Items from a dataset

_ _ _ _

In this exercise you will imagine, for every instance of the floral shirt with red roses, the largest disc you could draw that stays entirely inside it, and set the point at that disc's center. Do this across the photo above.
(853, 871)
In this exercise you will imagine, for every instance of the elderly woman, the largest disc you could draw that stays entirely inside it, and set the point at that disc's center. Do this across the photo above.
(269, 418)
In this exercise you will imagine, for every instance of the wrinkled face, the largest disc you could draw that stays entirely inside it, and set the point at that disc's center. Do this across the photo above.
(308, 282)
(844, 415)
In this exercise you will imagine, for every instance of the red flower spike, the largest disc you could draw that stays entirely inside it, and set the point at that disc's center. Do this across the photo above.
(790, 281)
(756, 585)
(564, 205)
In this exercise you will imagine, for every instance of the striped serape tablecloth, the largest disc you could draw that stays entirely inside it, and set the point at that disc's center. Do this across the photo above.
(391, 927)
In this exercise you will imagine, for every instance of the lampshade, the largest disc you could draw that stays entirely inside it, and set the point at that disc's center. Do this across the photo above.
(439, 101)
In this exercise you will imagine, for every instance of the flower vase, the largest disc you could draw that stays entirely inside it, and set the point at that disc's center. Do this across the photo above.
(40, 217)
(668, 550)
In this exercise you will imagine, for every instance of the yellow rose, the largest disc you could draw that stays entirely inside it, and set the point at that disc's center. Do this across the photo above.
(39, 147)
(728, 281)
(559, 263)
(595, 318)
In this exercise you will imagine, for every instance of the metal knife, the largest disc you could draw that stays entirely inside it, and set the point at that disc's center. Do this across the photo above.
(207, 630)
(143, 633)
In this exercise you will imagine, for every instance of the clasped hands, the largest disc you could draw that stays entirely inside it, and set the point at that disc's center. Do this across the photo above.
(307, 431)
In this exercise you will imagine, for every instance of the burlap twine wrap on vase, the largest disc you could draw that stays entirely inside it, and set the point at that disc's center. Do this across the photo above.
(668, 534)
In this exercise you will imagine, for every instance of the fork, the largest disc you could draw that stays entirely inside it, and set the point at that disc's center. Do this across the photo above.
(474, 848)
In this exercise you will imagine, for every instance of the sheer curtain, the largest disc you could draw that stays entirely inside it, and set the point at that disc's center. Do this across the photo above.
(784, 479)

_ _ _ _

_The request_
Turn the stretch from the line containing "of the clasped" through the end of the records into a numbered list, leaving out any blank lines.

_Written reply_
1. In this exercise you will imagine, for every instance of the clasped hands, the largest disc you could draw that stays entirely inside it, and set the point at that disc's center. Do this across the photo above.
2. (307, 431)
3. In this exercise you will imagine, for every instance of the burlap twine wrap on vase, the largest disc you could draw that stays entirely inside it, and set the point at that disc's center. Do this across the photo above.
4. (668, 534)
5. In this exercise you will imagine, for every instance of the fork, the largest disc you could draw that stays entirely inside it, and set the point at that disc's center. Do this across the photo above.
6. (474, 848)
7. In this exercise you will imagine, for every instance of the sheer curtain, the largest disc you could draw that stays entirely inside it, and set the point at that disc's center. Do this across the photo above.
8. (784, 479)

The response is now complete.